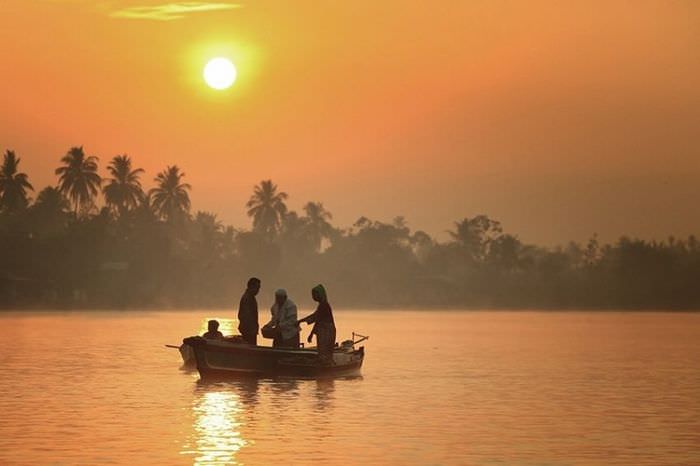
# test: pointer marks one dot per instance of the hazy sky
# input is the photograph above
(558, 118)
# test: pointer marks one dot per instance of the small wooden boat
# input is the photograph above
(221, 358)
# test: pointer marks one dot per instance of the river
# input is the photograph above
(437, 387)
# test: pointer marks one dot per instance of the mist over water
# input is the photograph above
(436, 388)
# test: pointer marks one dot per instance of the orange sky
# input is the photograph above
(558, 118)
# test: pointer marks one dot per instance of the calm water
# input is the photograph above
(483, 388)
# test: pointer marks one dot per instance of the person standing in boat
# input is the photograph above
(248, 312)
(284, 320)
(324, 325)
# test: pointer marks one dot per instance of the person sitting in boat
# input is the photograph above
(213, 333)
(248, 312)
(324, 325)
(284, 320)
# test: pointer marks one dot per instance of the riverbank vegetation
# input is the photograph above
(110, 242)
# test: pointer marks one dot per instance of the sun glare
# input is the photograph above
(219, 73)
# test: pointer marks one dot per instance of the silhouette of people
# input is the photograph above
(324, 325)
(248, 312)
(213, 330)
(284, 319)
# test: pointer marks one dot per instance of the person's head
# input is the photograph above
(213, 325)
(318, 294)
(280, 296)
(254, 285)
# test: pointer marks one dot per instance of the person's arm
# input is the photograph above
(274, 318)
(289, 318)
(310, 319)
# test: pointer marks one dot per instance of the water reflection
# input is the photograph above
(217, 428)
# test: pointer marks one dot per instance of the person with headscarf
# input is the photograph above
(284, 321)
(248, 312)
(324, 325)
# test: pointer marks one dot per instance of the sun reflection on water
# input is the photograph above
(217, 429)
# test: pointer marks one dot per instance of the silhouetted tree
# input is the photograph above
(170, 198)
(267, 208)
(123, 191)
(475, 235)
(13, 185)
(78, 179)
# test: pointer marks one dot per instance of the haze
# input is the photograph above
(560, 119)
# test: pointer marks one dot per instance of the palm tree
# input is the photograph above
(124, 191)
(50, 211)
(13, 185)
(266, 207)
(475, 235)
(318, 223)
(51, 199)
(78, 179)
(169, 198)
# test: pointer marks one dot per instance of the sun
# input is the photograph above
(219, 73)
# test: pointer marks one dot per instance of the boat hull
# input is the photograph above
(217, 359)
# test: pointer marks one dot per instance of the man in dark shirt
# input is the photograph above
(248, 312)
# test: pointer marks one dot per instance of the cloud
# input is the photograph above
(171, 11)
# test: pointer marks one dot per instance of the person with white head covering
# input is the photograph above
(284, 320)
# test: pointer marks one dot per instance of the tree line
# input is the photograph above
(145, 248)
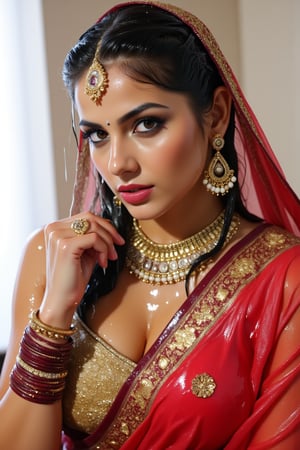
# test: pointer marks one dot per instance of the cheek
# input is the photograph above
(186, 151)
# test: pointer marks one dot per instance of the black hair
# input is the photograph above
(152, 46)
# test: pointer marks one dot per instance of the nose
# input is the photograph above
(122, 158)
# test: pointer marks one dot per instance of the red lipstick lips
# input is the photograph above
(135, 194)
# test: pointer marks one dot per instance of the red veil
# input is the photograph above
(264, 189)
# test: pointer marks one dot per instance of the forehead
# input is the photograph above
(123, 94)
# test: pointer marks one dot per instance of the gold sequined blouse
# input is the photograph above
(96, 374)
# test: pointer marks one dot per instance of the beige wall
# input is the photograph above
(270, 72)
(246, 30)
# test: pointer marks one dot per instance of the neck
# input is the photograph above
(181, 223)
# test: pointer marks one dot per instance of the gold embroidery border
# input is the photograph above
(217, 296)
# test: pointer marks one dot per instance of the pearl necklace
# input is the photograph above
(170, 263)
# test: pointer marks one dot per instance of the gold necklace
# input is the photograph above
(170, 263)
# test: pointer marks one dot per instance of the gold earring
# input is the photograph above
(219, 178)
(96, 80)
(117, 202)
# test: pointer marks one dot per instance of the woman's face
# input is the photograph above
(146, 144)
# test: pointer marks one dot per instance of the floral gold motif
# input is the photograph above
(163, 363)
(244, 266)
(203, 385)
(275, 239)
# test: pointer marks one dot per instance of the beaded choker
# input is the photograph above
(170, 263)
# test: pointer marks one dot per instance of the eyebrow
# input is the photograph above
(134, 112)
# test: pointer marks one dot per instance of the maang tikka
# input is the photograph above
(219, 178)
(96, 79)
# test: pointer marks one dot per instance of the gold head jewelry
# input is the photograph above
(96, 79)
(219, 178)
(170, 263)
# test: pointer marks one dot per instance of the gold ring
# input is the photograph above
(80, 226)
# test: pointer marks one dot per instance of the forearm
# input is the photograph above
(26, 425)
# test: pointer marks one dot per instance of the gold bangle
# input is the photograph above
(40, 373)
(46, 330)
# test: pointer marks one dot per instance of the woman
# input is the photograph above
(178, 266)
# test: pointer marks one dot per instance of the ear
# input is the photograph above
(220, 111)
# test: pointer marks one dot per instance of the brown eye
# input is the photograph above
(148, 125)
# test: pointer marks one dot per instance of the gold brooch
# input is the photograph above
(203, 385)
(96, 80)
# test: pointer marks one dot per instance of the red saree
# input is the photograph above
(204, 384)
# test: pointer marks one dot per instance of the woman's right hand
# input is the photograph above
(70, 259)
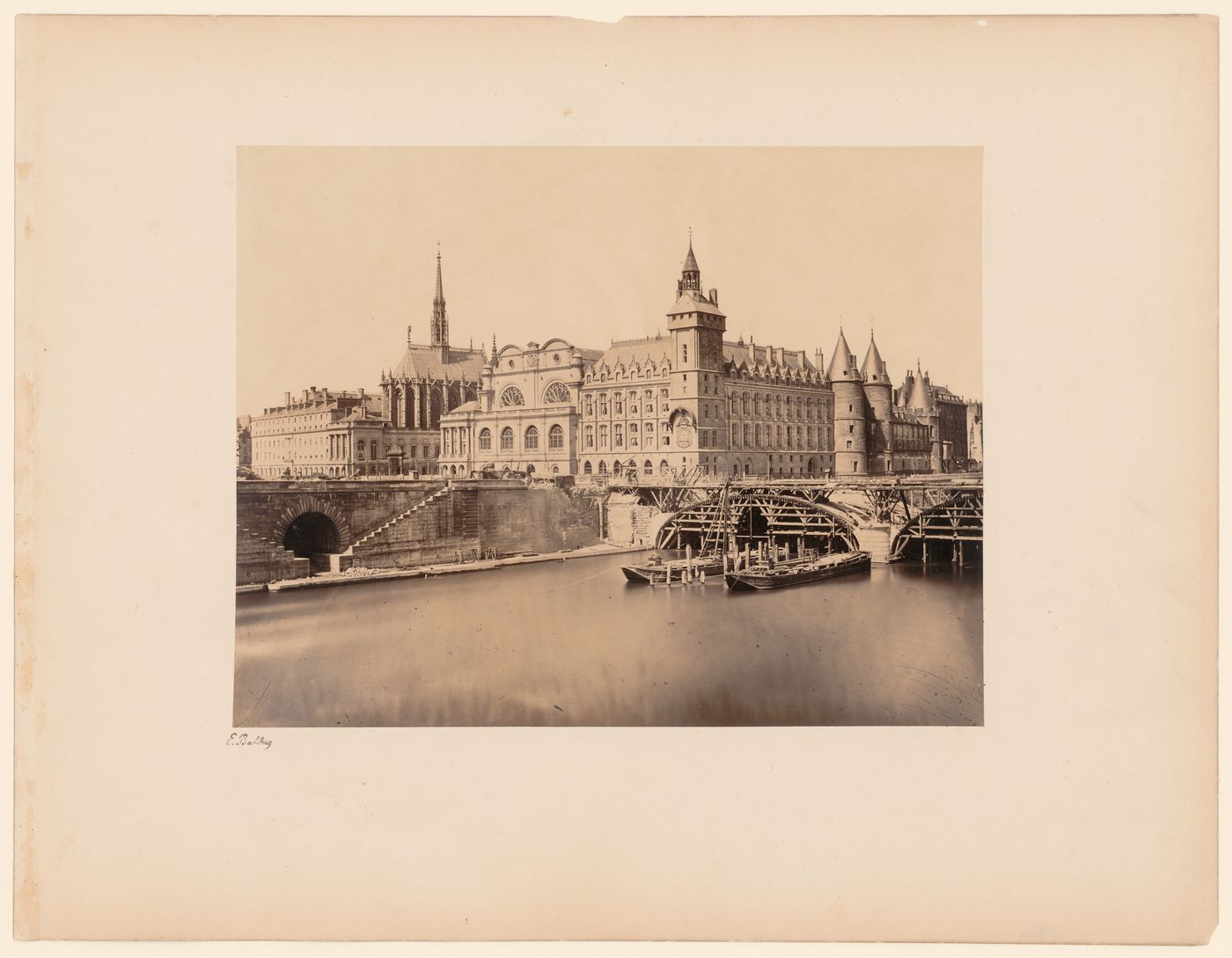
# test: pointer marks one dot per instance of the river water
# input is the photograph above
(573, 644)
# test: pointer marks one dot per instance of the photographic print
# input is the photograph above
(539, 436)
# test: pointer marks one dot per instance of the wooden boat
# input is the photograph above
(810, 569)
(656, 572)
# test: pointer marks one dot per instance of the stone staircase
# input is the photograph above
(370, 537)
(259, 559)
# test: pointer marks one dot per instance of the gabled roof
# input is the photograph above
(425, 362)
(742, 353)
(656, 350)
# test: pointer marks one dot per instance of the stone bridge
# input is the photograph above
(929, 518)
(287, 530)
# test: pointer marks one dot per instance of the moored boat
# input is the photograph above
(810, 569)
(656, 572)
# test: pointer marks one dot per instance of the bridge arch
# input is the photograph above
(310, 521)
(763, 515)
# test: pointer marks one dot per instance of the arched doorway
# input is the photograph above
(313, 536)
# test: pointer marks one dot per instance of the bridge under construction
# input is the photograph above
(923, 518)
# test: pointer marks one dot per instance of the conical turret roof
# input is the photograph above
(841, 363)
(690, 260)
(874, 369)
(920, 397)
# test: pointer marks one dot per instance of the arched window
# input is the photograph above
(556, 393)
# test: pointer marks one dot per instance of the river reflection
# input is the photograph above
(573, 644)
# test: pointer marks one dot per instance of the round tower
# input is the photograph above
(880, 393)
(850, 424)
(924, 406)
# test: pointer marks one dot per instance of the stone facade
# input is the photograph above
(322, 434)
(525, 415)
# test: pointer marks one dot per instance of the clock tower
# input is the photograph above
(699, 416)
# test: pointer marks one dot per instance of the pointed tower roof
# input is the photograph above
(874, 369)
(439, 299)
(690, 260)
(920, 397)
(843, 363)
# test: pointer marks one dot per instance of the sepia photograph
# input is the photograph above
(595, 413)
(609, 436)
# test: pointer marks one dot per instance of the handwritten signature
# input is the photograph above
(243, 738)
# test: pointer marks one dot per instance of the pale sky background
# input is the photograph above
(336, 252)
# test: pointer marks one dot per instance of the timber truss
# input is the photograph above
(763, 512)
(955, 521)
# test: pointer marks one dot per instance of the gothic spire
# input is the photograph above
(440, 322)
(690, 276)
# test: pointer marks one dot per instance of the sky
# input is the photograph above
(336, 252)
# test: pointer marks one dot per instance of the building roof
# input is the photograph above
(843, 362)
(693, 301)
(425, 362)
(874, 369)
(656, 348)
(794, 360)
(690, 260)
(920, 397)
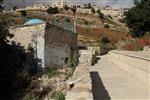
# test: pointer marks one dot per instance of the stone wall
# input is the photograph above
(60, 46)
(53, 46)
(31, 34)
(137, 64)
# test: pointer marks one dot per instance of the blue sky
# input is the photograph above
(113, 3)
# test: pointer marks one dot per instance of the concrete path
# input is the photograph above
(111, 83)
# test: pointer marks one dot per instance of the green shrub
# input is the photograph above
(57, 95)
(52, 10)
(51, 72)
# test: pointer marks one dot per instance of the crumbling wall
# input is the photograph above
(60, 46)
(31, 34)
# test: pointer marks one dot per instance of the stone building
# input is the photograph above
(61, 3)
(53, 43)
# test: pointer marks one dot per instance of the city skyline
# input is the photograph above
(100, 3)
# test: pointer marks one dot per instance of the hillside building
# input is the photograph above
(53, 45)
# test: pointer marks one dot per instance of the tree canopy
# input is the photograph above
(14, 73)
(138, 18)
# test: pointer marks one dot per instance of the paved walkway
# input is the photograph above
(111, 83)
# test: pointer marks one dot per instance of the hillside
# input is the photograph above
(89, 27)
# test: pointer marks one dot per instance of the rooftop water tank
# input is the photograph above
(33, 21)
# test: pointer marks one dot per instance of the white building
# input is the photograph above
(61, 3)
(114, 13)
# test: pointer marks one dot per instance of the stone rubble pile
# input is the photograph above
(80, 83)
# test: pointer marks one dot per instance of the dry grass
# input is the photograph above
(94, 34)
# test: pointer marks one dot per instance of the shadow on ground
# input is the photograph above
(98, 89)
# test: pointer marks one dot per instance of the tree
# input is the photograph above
(89, 6)
(100, 14)
(14, 8)
(93, 10)
(23, 13)
(138, 18)
(74, 9)
(66, 7)
(1, 7)
(14, 77)
(52, 10)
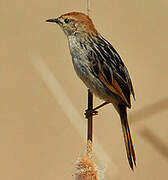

════════════════

◆ What you need to do:
Please restate the material above line by line, exactly, beginning at its first line and ending with the line that contains "sitting in boat", without any pictures.

◆ Expected answer:
# test: pointer marks one dot per instance of the hazy sky
# input is the photograph above
(558, 118)
# test: pointer marks one dot per instance of the small wooden boat
# input is the photograph above
(221, 358)
# test: pointer marks one dot per instance of the river
# input is the photograph above
(437, 387)
# test: pointer marks one dot per instance of the mist over water
# input is the photograph above
(436, 388)
# test: pointer marks one dot per instance of the orange sky
# input is the photograph above
(558, 118)
# test: pointer marks one dot per instance of the calm water
# input is the photograph above
(483, 388)
# test: pointer marks one dot per instance of the person standing in boat
# input is the photograph above
(248, 312)
(284, 320)
(324, 325)
# test: pointer marks one dot per instance of the person sitting in boat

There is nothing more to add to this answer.